• Required work: Lines before the one containing "indicate the dark-rimmed" are excluded; retype that line and all remaining lines of the material exactly.
───── Material for this exercise ─────
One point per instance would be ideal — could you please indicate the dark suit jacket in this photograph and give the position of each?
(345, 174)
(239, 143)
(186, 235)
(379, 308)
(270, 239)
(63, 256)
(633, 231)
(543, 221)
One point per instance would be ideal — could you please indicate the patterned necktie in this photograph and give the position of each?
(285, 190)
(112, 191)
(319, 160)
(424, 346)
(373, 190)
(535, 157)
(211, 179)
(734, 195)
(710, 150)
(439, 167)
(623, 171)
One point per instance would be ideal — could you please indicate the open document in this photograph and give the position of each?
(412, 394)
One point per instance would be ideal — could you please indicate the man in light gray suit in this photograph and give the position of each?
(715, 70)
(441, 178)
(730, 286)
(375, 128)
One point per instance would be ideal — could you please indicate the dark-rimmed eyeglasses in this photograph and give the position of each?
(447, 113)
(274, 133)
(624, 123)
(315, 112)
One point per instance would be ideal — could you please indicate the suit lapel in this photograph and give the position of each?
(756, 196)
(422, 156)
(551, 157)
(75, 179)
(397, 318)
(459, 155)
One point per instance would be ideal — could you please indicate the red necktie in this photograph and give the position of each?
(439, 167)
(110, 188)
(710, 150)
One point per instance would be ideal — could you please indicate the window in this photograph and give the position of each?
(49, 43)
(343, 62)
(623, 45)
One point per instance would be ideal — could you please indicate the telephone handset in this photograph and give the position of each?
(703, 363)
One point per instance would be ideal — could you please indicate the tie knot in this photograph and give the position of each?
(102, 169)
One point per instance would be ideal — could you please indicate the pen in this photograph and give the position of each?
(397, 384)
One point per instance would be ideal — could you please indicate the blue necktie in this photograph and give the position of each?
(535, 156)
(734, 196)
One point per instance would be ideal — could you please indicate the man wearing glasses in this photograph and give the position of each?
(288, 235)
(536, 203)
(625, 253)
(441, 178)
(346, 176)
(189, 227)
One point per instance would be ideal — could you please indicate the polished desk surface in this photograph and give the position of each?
─────
• Task answer:
One point per instance would be ideal — could you please indicate the dark-rimmed eyeglasses in this photograph and give the position of each?
(447, 113)
(274, 133)
(624, 123)
(315, 112)
One point per instance would be ideal — could you please indicate the suit lapel in this photograph and give the position of each?
(756, 196)
(422, 156)
(551, 157)
(75, 179)
(397, 318)
(459, 155)
One point per instance would be ideal — could you please indicate the red necktie in this photograph and give the position of each?
(439, 167)
(110, 188)
(710, 150)
One point per instance would be ideal — could you please indicate the window in this photograph and give the position of each?
(49, 43)
(343, 62)
(623, 45)
One point per instance would be ideal — could you please indicate the telephone handset in this photograph and give the position of each?
(703, 363)
One point per instance would be ideal — could you please indicate the tie knot in this photograph and give the position of each?
(102, 169)
One point per instance would be ideal — could you please indicate the pen in this photograph and give the position of each?
(397, 384)
One point per instance would be ideal — could you please indicate the blue necktie in this photograph and give the position of each?
(535, 156)
(734, 196)
One point per instance would be ideal — could you please indicate the man wearing glasses in this photograph and give the position of each?
(288, 235)
(536, 203)
(625, 253)
(441, 178)
(346, 176)
(189, 227)
One point per instance would be ideal — could you please indicate the polished desk surface in this photograph and give the position of each?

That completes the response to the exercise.